A block of data:

↓↓↓

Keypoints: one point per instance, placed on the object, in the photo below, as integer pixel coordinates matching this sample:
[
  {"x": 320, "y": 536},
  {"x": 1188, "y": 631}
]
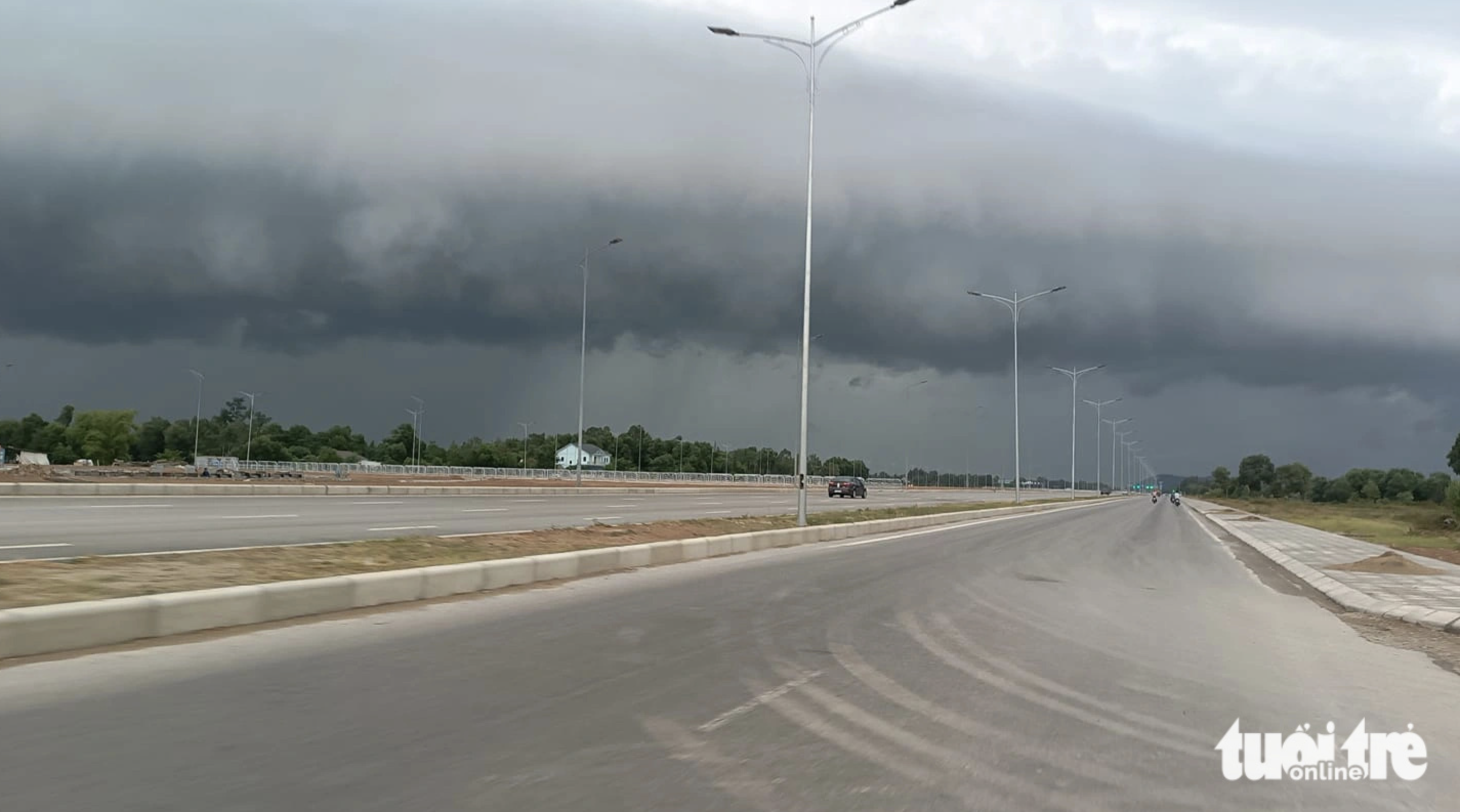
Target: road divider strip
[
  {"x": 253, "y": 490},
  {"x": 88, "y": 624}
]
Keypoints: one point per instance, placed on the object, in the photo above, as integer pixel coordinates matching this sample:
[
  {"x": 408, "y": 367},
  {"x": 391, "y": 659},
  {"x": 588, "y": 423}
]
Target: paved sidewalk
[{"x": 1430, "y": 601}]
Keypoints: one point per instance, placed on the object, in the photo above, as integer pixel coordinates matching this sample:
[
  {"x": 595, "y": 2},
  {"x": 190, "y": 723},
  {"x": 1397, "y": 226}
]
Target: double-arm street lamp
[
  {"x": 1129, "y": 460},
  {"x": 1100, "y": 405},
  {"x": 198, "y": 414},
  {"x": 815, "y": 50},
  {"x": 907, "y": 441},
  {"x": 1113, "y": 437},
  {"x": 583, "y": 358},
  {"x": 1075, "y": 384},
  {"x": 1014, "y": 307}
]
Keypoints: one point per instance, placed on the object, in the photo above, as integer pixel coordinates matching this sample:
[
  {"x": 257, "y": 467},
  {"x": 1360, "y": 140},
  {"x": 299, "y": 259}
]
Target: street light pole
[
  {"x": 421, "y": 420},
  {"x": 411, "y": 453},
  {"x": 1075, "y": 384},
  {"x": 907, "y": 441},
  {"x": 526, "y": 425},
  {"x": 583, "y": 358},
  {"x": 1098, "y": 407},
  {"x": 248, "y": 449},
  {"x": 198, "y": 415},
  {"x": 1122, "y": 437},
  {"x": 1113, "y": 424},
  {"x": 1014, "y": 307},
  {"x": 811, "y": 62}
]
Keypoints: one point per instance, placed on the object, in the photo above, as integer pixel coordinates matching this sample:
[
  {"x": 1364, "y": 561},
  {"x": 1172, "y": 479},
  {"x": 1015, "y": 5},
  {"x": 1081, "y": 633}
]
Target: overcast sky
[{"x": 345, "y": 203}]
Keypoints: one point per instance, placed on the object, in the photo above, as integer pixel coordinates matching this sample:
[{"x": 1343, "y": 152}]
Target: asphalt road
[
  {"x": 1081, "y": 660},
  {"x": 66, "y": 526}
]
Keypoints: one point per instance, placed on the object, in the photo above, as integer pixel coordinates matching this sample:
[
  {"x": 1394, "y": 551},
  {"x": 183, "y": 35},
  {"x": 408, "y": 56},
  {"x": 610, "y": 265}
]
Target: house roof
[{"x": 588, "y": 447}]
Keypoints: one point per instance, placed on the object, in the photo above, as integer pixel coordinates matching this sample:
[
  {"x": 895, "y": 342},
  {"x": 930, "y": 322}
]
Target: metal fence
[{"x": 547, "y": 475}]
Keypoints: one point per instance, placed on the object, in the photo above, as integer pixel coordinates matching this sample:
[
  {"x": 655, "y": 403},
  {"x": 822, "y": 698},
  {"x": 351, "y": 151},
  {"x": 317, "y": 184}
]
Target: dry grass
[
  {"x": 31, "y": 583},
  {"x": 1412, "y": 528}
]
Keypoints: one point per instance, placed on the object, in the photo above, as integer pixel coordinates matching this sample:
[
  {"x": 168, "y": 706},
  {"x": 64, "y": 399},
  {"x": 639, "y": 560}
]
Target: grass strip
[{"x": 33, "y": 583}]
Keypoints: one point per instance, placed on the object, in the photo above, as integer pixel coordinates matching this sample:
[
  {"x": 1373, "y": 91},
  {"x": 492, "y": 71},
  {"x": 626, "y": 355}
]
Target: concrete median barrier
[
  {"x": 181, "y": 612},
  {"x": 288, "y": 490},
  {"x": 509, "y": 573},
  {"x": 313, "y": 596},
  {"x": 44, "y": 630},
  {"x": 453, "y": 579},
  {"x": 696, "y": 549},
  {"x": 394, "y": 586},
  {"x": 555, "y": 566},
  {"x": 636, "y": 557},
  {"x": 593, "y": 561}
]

↑↑↑
↓↓↓

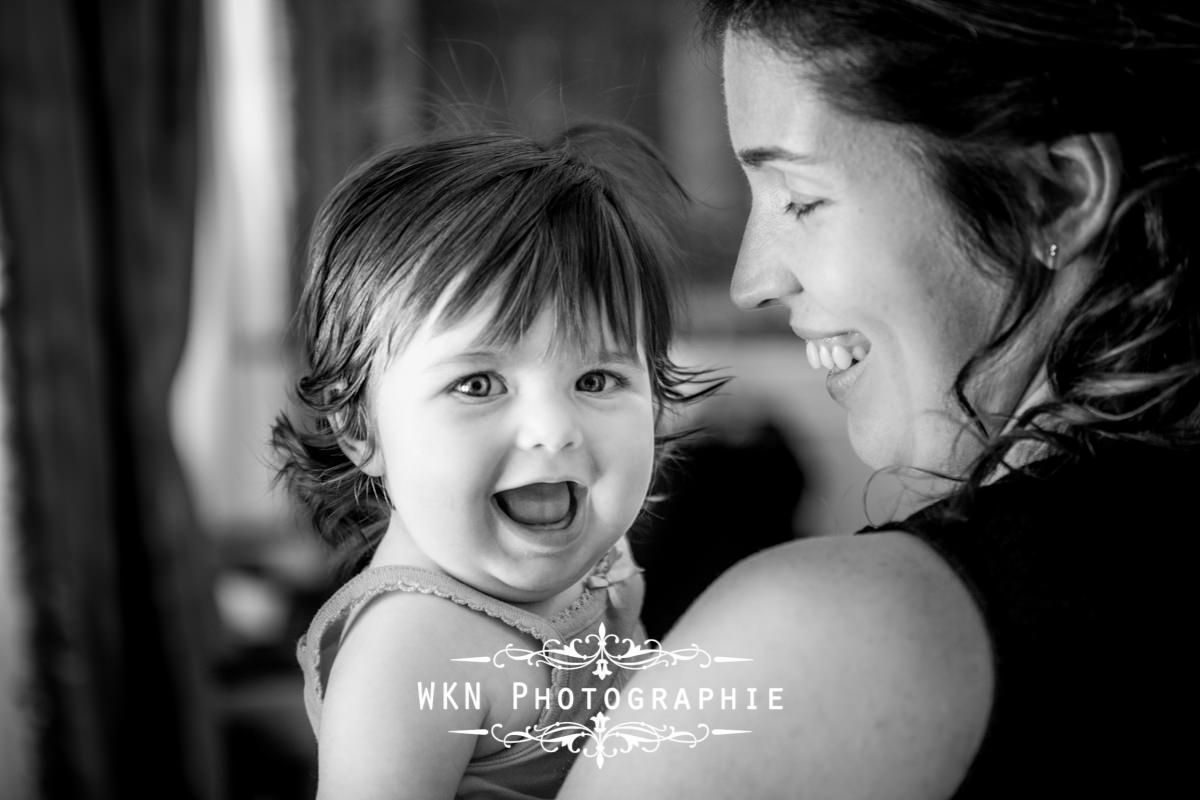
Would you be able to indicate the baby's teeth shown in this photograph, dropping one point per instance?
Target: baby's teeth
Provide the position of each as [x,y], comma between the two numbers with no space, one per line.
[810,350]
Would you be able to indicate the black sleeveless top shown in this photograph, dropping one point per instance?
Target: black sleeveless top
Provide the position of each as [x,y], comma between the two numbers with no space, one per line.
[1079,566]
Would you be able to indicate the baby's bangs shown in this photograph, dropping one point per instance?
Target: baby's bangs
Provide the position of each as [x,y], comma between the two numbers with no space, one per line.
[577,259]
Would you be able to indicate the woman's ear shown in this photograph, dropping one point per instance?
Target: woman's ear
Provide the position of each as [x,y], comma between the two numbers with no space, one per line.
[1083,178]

↑↑↑

• _DIRECTIONS_: Locate every line in the records that contains the word "dropping", and copy each of those lines.

• _EXPECTED ANSWER_:
Would you be able to indicate the baby's teeth shown in this photograph, dropping one point per instance?
Would you be able to indicate the black sleeveless top shown in this photograph, dropping one point per instance?
Would you be able to indicate the baby's bangs shown in this photograph, dropping one point per instance?
Would you be able to indicate the woman's ear shown in this photograph, dropping one point per instance?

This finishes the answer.